> Records of labeled points:
>>>

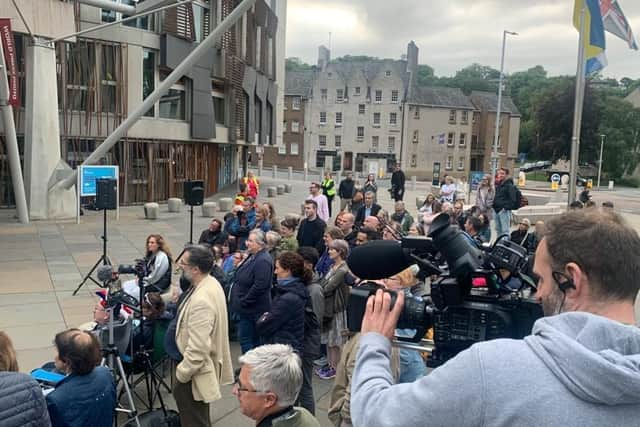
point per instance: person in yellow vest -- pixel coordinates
(253, 184)
(328, 189)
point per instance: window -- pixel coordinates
(449, 164)
(463, 139)
(148, 77)
(450, 137)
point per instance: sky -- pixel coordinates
(452, 34)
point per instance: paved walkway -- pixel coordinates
(42, 263)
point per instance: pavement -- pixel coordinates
(42, 263)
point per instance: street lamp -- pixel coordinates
(494, 154)
(602, 136)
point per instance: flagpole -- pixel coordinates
(577, 110)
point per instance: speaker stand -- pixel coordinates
(104, 259)
(190, 234)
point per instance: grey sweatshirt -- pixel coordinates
(576, 369)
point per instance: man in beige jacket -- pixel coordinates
(202, 339)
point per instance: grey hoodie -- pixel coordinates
(576, 369)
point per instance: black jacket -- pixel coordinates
(505, 196)
(250, 293)
(284, 323)
(21, 401)
(347, 188)
(375, 208)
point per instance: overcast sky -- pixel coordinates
(454, 33)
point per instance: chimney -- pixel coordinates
(324, 55)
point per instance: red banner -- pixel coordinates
(8, 44)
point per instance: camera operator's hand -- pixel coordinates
(378, 317)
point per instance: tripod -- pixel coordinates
(190, 234)
(104, 259)
(112, 356)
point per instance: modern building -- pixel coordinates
(439, 130)
(484, 130)
(200, 129)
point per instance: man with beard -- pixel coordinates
(202, 339)
(581, 361)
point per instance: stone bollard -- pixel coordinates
(209, 209)
(151, 210)
(174, 204)
(225, 204)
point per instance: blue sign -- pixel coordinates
(89, 174)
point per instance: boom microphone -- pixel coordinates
(379, 259)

<<<

> PROBLEM STATEMENT: Pictures in the records should not appear in your copy, but everything else must be transcribed exactly.

> TASK RESPONSE:
point per instance: person in yellow vest -- pixel coordinates
(253, 184)
(328, 189)
point per instance: window -- pixel coordinates
(449, 164)
(463, 139)
(148, 77)
(450, 137)
point per instance: sky -- pixel coordinates
(452, 34)
point per instance: paved walkway -- pixel coordinates
(42, 263)
point per instance: pavement -- pixel coordinates
(42, 263)
point per instance: street lamp -- pixel coordinates
(494, 154)
(602, 136)
point per instance: flagpole -- pixel coordinates
(577, 110)
point per instance: speaker stand -- pixel coordinates
(104, 259)
(190, 234)
point per instance: grey sweatshirt -- pixel coordinates
(576, 369)
point per instance: man in beige jacket -- pixel coordinates
(202, 339)
point per instance: grey hoodie -- pixel coordinates
(576, 369)
point per instance: black jacket -- pixel coordinates
(505, 196)
(250, 293)
(284, 323)
(21, 401)
(347, 188)
(375, 208)
point per instance: overcast sky -- pixel coordinates
(454, 33)
point per instance: chimney -- pixel coordinates
(324, 55)
point per instance: red banner -- pixel coordinates
(8, 44)
point per instance: camera operator's hand -- pixel coordinates
(378, 317)
point per instance: tripod -- pixel coordinates
(190, 234)
(104, 259)
(112, 356)
point per instance: modern building -- pixel coordinates
(439, 130)
(484, 130)
(200, 129)
point per instance: man with beard -- pixel coordinates
(202, 339)
(581, 361)
point per instance: stone bollard -- pixel coordinates
(209, 209)
(151, 210)
(174, 204)
(225, 204)
point per instance: blue sign -- pixel coordinates
(89, 174)
point per instance: boom microphone -- pixel coordinates
(379, 259)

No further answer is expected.